**EXERCISE REQUIREMENTS:**
**1.** In the sugarcane article, why did the research team adjust leaf angle in sugarcane plants? Answer in one to three sentences.
**2.** Transcribe the sugarcane article from "The complexity of" up to and including "enhanced biomass yield.".
**3.** Answer these questions from the sugarcane article:
(a) Which gene did the researchers focus on editing?
(b) In which journal was the study published?
(c) How large a boost in dry biomass yield did one particular line show in field trials?

**PAGE EXCERPT:**
Content starts

Sugarcane is a crucial crop worldwide, providing a large portion of the sugar and biofuel supply globally. Despite its importance, sugarcane has a complex genome, making traditional breeding methods challenging. To address this issue, researchers from the University of Florida’s Center for Advanced Bioenergy and Bioproducts Innovation (CABBI) have turned to gene editing tools like CRISPR/Cas9 to enhance sugarcane productivity.
In a recent study published in the Plant Biotechnology Journal, the research team used CRISPR/Cas9 to adjust the leaf angle in sugarcane plants. By fine-tuning this trait, the sugarcane could capture more sunlight, leading to increased biomass production. This approach aligns with CABBI’s goal of utilizing plants like sugarcane as biofactories to produce biofuels and valuable molecules directly in their stems.
The complexity of the sugarcane genome, with multiple copies of each gene, makes CRISPR/Cas9 an ideal tool for editing specific genes. The researchers focused on the LG1 gene, which influences leaf angle and light capture in sugarcane. By editing different numbers of LG1 copies, they were able to optimize the leaf angle, resulting in enhanced biomass yield.
According to Fredy Altpeter, the lead researcher and Professor of Agronomy at the University of Florida, editing a small percentage of LG1 copies in sugarcane plants led to significant improvements in biomass yield. Field trials demonstrated that sugarcane lines with modified leaf angles showed increased biomass production, with one particular line exhibiting an 18% boost in dry biomass yield.
By enhancing sugarcane’s ability to capture sunlight through genetic modifications, the researchers achieved higher biomass yield without the need for additional fertilizers. This study not only showcases the potential of CRISPR technology in optimizing crop traits but also contributes to a deeper understanding of complex genetics and genome editing for future agricultural advancements.
The successful field trial of CRISPR-edited sugarcane highlights the promising opportunities for editing polyploid crop genomes to enhance specific traits. Co-authors of the study, including researchers Eleanor Brant, Ayman Eid, Baskaran Kannan, and Mehmet Cengiz Baloglu, collaborated on this groundbreaking research. This study sheds light on the possibilities of leveraging gene editing technologies to improve crop productivity and sustainability in agriculture.

Content ends

**DATA SHOWN:**
Content starts

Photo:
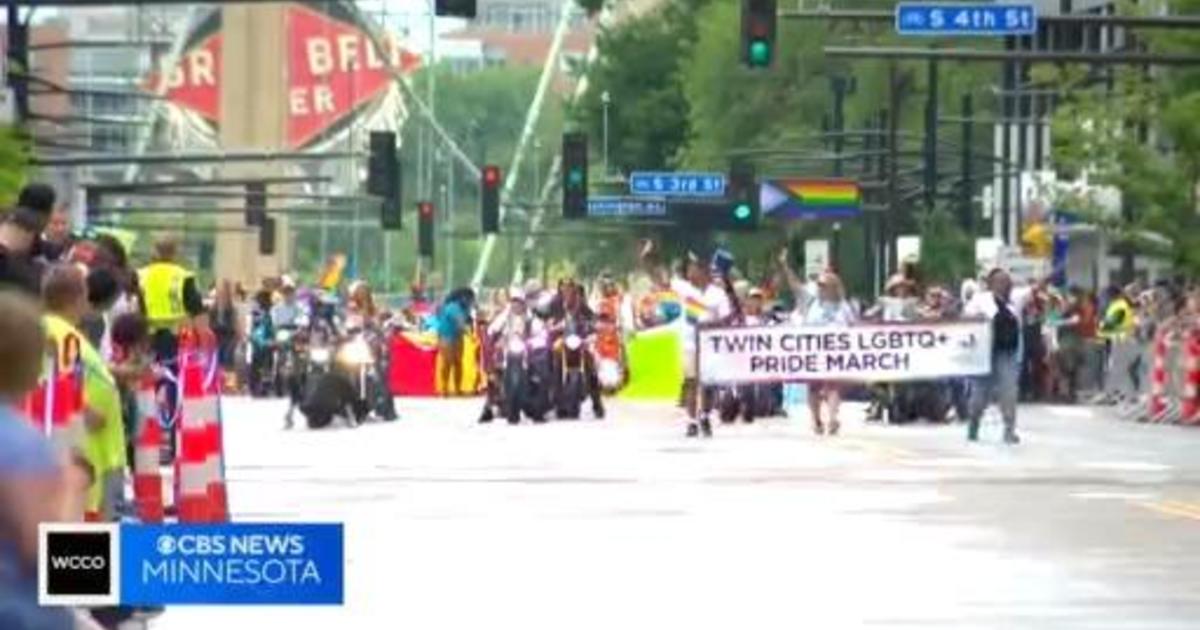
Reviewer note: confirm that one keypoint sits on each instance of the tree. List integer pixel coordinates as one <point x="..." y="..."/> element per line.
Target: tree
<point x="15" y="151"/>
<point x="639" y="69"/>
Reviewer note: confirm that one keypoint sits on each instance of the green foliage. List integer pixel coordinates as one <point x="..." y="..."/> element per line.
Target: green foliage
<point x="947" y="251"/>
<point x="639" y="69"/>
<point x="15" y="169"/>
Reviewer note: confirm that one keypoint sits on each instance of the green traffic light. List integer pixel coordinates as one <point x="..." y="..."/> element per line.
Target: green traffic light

Content ends

**RESPONSES BY TASK:**
**1.** Fine-tuning leaf angle let the sugarcane capture more sunlight. That increased biomass production.

**2.**
The complexity of the sugarcane genome, with multiple copies of each gene, makes CRISPR/Cas9 an ideal tool for editing specific genes. The researchers focused on the LG1 gene, which influences leaf angle and light capture in sugarcane. By editing different numbers of LG1 copies, they were able to optimize the leaf angle, resulting in enhanced biomass yield.

**3.**
(a) The LG1 gene.
(b) The Plant Biotechnology Journal.
(c) An 18% boost.